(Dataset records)
▽
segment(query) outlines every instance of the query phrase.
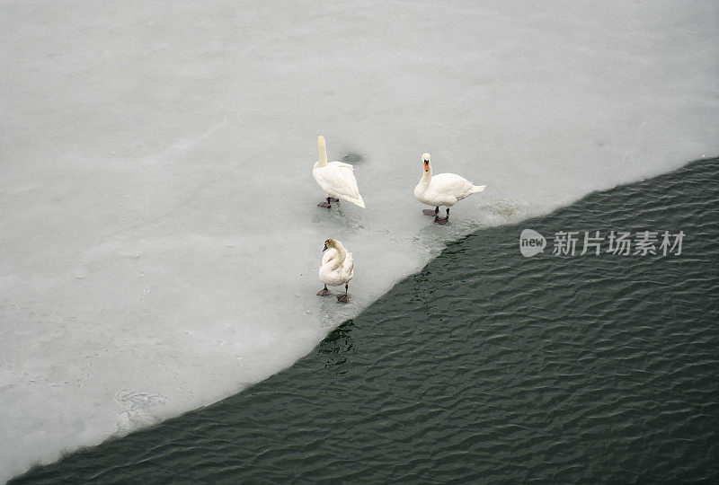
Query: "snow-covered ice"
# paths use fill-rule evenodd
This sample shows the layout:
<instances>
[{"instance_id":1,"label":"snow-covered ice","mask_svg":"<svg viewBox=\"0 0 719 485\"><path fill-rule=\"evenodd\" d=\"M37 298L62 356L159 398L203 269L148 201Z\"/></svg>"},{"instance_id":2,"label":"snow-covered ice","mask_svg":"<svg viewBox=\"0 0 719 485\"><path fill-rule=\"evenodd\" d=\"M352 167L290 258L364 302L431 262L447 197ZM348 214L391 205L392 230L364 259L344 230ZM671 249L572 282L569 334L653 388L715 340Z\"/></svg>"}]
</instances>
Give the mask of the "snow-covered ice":
<instances>
[{"instance_id":1,"label":"snow-covered ice","mask_svg":"<svg viewBox=\"0 0 719 485\"><path fill-rule=\"evenodd\" d=\"M4 0L0 41L0 481L291 365L448 239L719 152L715 1ZM367 209L316 207L320 134ZM447 226L423 152L488 186Z\"/></svg>"}]
</instances>

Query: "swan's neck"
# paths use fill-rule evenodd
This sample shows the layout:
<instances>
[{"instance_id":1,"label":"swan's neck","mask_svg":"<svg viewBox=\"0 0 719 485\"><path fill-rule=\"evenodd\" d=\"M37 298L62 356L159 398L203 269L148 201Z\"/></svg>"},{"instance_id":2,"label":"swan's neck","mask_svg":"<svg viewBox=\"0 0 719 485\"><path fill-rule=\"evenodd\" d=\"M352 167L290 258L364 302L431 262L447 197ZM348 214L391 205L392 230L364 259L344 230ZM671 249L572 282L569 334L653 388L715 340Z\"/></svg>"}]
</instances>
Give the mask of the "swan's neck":
<instances>
[{"instance_id":1,"label":"swan's neck","mask_svg":"<svg viewBox=\"0 0 719 485\"><path fill-rule=\"evenodd\" d=\"M324 140L317 142L317 148L320 151L320 160L317 162L317 166L324 167L327 165L327 149L324 147Z\"/></svg>"},{"instance_id":2,"label":"swan's neck","mask_svg":"<svg viewBox=\"0 0 719 485\"><path fill-rule=\"evenodd\" d=\"M430 165L430 170L422 169L422 179L420 179L420 184L422 185L430 185L430 182L432 181L432 166Z\"/></svg>"},{"instance_id":3,"label":"swan's neck","mask_svg":"<svg viewBox=\"0 0 719 485\"><path fill-rule=\"evenodd\" d=\"M342 246L340 242L337 242L337 245L334 247L334 249L337 251L337 256L334 257L332 269L337 269L344 264L344 259L347 257L347 250L345 250L344 246Z\"/></svg>"}]
</instances>

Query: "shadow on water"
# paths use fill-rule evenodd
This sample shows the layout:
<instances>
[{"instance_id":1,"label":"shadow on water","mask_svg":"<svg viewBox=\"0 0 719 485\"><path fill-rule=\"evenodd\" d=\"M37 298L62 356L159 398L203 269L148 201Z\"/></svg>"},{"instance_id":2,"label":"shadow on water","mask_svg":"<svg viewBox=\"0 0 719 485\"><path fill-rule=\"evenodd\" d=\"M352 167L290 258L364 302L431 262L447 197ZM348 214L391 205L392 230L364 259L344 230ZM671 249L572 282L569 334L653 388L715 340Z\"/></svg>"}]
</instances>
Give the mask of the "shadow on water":
<instances>
[{"instance_id":1,"label":"shadow on water","mask_svg":"<svg viewBox=\"0 0 719 485\"><path fill-rule=\"evenodd\" d=\"M686 238L552 254L597 230ZM715 482L717 295L712 159L451 242L292 367L12 482Z\"/></svg>"}]
</instances>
△
WRITTEN TASK: The listing above must be printed again exactly, minus its pictures.

TASK RESULT:
segment(query) outlines every instance of the query phrase.
Query: "snow-covered ice"
# paths use fill-rule evenodd
This sample shows the layout:
<instances>
[{"instance_id":1,"label":"snow-covered ice","mask_svg":"<svg viewBox=\"0 0 719 485\"><path fill-rule=\"evenodd\" d=\"M37 298L62 356L159 398L203 269L148 201Z\"/></svg>"},{"instance_id":2,"label":"snow-covered ice","mask_svg":"<svg viewBox=\"0 0 719 485\"><path fill-rule=\"evenodd\" d=\"M352 167L290 258L364 302L431 262L447 197ZM348 214L391 205L392 230L364 259L344 230ZM671 249L572 282L569 334L653 388L715 340Z\"/></svg>"}]
</instances>
Give the mask of the "snow-covered ice":
<instances>
[{"instance_id":1,"label":"snow-covered ice","mask_svg":"<svg viewBox=\"0 0 719 485\"><path fill-rule=\"evenodd\" d=\"M4 0L0 41L0 481L291 365L448 239L719 152L715 1ZM367 209L316 207L320 134ZM447 226L423 152L488 186Z\"/></svg>"}]
</instances>

Query: "swan's neck"
# paths use fill-rule evenodd
This sample shows the layout:
<instances>
[{"instance_id":1,"label":"swan's neck","mask_svg":"<svg viewBox=\"0 0 719 485\"><path fill-rule=\"evenodd\" d=\"M37 298L62 356L159 398L203 269L148 201Z\"/></svg>"},{"instance_id":2,"label":"swan's neck","mask_svg":"<svg viewBox=\"0 0 719 485\"><path fill-rule=\"evenodd\" d=\"M352 167L290 258L364 302L431 262L447 197ZM348 214L391 205L392 230L364 259L344 230ZM671 249L572 282L569 334L653 388L715 340Z\"/></svg>"}]
</instances>
Give the mask of the "swan's neck":
<instances>
[{"instance_id":1,"label":"swan's neck","mask_svg":"<svg viewBox=\"0 0 719 485\"><path fill-rule=\"evenodd\" d=\"M324 140L317 142L317 148L320 151L320 160L317 162L317 166L324 167L327 165L327 149L324 147Z\"/></svg>"},{"instance_id":2,"label":"swan's neck","mask_svg":"<svg viewBox=\"0 0 719 485\"><path fill-rule=\"evenodd\" d=\"M430 165L430 170L422 169L422 179L420 179L420 184L422 185L430 185L430 182L432 181L432 166Z\"/></svg>"},{"instance_id":3,"label":"swan's neck","mask_svg":"<svg viewBox=\"0 0 719 485\"><path fill-rule=\"evenodd\" d=\"M342 246L340 242L337 242L337 245L334 247L334 249L337 251L337 256L334 257L332 269L337 269L344 264L344 259L347 257L347 250L345 250L344 246Z\"/></svg>"}]
</instances>

Query: "shadow on water"
# paths use fill-rule evenodd
This sample shows the layout:
<instances>
[{"instance_id":1,"label":"shadow on water","mask_svg":"<svg viewBox=\"0 0 719 485\"><path fill-rule=\"evenodd\" d=\"M37 298L62 356L159 398L203 269L148 201Z\"/></svg>"},{"instance_id":2,"label":"shadow on water","mask_svg":"<svg viewBox=\"0 0 719 485\"><path fill-rule=\"evenodd\" d=\"M352 167L290 258L364 302L431 262L447 197ZM348 214L391 205L392 230L364 259L344 230ZM671 249L572 282L569 334L653 388L715 340Z\"/></svg>"}]
</instances>
Give the mask of the "shadow on water":
<instances>
[{"instance_id":1,"label":"shadow on water","mask_svg":"<svg viewBox=\"0 0 719 485\"><path fill-rule=\"evenodd\" d=\"M686 238L552 254L597 230ZM715 482L717 295L712 159L451 242L292 367L12 482Z\"/></svg>"}]
</instances>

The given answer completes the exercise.